* **THINGS TO DO**
A. Answer these questions using the abstract on HIV/HBV co-infection in Durban.
(i) Which therapy has dramatically reduced morbidity and mortality associated with HIV/AIDS?
(ii) How many women in the cohort were HIV negative?
(iii) What was the HBsAg prevalence among HIV-negative individuals?
B. Set down, word for word, the passage of the abstract on HIV/HBV co-infection in Durban from "Anti-Retroviral Therapy (ART)" up to and including "HIV disease progression.".

* **GIVEN TEXT**

Introduction

Anti-Retroviral Therapy (ART) has dramatically reduced morbidity and mortality associated with HIV/AIDS. However, this has left a niche for the emergence of liver disease in HIV-positive individuals co-infected with HBV. Despite the geographical overlap between highly endemic HBV and HIV in Southern Africa, there is a wide range in the prevalence of co-infection. We therefore set out to characterize the epidemiology of HIV/HBV co-infection in a Durban cohort, and to investigate the possible impact of HBV infection on HIV disease progression.

Materials and methods

We investigated a cohort of 498 adult women recruited via antenatal/postnatal clinics in Durban, South Africa, of whom 72 were HIV negative and 426 were chronically HIV-infected and ART-naïve (median CD4 count 368 cells/mm3, median HIV-1 RNA load 4.47 log10 copies/ml). We screened plasma for HBsAg by ELISA (Biokit). CD8+ T cell responses to HIV peptides were quantified by IFN-gamma ELISpot assay in 325 HIV-infected individuals including 35 with HBV coinfection.

Results

Overall HBsAg prevalence was 46/498 (9.2%; 95%-confidence interval 7-12%); coinfection rates were 9.4% in HIV-positive and 8.3% in HIV-negative individuals. CD4 counts were significantly lower in with HBV/HIV coinfection than with HIV monoinfection (302 vs. 375 cells/mm3; p=0.02). However, HBV status made no significant impact on HIV viral load (4.49 log10 copies/ml in coinfection vs. 4.46 log10 in monoinfection). There was no difference in breadth, magnitude, or protein-specificity of IFN-gamma responses to HIV according to HBV status.

Conclusions

In this cohort of Durban women, 9% were coinfected with HBV. Women with HIV/HBV co-infection had significantly lower CD4 counts, highlighting the potential detriment of coinfection. However, in a small subset we did not find a difference in CD8+ T cell responses to HIV. These data contribute towards an improved understanding of the scale of the HIV/HBV coinfection problem in Africa, and suggest that adverse outcomes are mediated by factors other than CD8+ T cell responses to HIV.

* **INFORMATION**
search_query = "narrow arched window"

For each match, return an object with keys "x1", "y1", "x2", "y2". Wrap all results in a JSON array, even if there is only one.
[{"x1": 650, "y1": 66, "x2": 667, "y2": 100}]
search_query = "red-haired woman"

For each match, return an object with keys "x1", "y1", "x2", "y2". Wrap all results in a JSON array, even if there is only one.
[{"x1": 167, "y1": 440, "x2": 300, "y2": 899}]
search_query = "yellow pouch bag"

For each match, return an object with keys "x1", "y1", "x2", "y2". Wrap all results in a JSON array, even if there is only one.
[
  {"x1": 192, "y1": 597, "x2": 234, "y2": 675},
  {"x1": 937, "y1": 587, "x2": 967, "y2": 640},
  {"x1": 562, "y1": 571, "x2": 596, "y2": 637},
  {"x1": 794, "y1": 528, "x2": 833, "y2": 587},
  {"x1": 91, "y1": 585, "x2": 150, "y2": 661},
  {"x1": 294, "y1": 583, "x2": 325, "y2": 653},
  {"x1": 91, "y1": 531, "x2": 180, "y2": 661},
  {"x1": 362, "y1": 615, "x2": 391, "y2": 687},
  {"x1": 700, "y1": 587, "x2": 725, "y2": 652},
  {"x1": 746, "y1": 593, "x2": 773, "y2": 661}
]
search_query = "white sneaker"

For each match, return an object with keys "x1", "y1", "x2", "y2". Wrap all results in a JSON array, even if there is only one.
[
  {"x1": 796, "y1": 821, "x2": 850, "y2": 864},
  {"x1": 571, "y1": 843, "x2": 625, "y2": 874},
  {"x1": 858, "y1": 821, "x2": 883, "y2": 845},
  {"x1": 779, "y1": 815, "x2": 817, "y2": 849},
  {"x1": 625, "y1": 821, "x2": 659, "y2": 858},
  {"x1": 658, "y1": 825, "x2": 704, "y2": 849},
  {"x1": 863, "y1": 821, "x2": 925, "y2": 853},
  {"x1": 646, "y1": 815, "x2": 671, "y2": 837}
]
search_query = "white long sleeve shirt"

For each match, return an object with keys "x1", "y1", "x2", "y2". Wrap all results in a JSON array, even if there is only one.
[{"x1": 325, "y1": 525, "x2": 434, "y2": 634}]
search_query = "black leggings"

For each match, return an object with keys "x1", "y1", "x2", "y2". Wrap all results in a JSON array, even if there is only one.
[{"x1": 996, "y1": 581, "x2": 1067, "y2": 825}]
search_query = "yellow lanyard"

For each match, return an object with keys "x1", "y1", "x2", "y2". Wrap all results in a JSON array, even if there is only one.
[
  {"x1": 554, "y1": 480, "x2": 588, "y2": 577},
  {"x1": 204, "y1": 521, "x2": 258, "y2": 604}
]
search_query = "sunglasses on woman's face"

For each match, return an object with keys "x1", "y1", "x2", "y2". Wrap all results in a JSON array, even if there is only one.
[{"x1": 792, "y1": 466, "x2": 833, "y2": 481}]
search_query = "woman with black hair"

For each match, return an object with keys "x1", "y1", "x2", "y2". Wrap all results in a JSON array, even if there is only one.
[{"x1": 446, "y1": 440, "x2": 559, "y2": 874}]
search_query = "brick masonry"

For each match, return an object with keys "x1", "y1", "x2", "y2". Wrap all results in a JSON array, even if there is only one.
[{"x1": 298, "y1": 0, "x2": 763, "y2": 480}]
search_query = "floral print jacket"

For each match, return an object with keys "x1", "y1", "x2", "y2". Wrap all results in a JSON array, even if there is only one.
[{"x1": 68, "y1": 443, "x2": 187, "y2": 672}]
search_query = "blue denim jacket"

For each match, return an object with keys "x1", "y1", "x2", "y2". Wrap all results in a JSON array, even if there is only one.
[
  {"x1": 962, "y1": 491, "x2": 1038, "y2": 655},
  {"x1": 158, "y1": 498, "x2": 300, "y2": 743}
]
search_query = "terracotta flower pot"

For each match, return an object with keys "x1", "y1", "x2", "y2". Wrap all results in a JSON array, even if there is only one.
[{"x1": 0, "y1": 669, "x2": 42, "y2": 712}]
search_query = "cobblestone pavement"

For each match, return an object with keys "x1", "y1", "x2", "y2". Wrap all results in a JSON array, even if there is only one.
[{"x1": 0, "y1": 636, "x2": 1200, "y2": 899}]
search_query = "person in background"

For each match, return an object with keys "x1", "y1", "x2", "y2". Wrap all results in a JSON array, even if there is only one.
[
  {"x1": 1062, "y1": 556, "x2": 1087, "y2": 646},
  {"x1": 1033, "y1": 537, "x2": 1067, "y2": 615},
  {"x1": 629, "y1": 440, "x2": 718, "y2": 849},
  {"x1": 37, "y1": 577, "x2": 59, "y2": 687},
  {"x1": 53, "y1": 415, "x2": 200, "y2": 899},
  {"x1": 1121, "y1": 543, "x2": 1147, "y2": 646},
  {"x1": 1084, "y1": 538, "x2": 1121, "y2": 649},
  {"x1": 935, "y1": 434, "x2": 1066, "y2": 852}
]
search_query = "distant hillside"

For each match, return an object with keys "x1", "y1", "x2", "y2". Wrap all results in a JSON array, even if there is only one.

* **ANSWERS BELOW**
A.
(i) Anti-Retroviral Therapy (ART)
(ii) 72
(iii) 8.3%

B.
Anti-Retroviral Therapy (ART) has dramatically reduced morbidity and mortality associated with HIV/AIDS. However, this has left a niche for the emergence of liver disease in HIV-positive individuals co-infected with HBV. Despite the geographical overlap between highly endemic HBV and HIV in Southern Africa, there is a wide range in the prevalence of co-infection. We therefore set out to characterize the epidemiology of HIV/HBV co-infection in a Durban cohort, and to investigate the possible impact of HBV infection on HIV disease progression.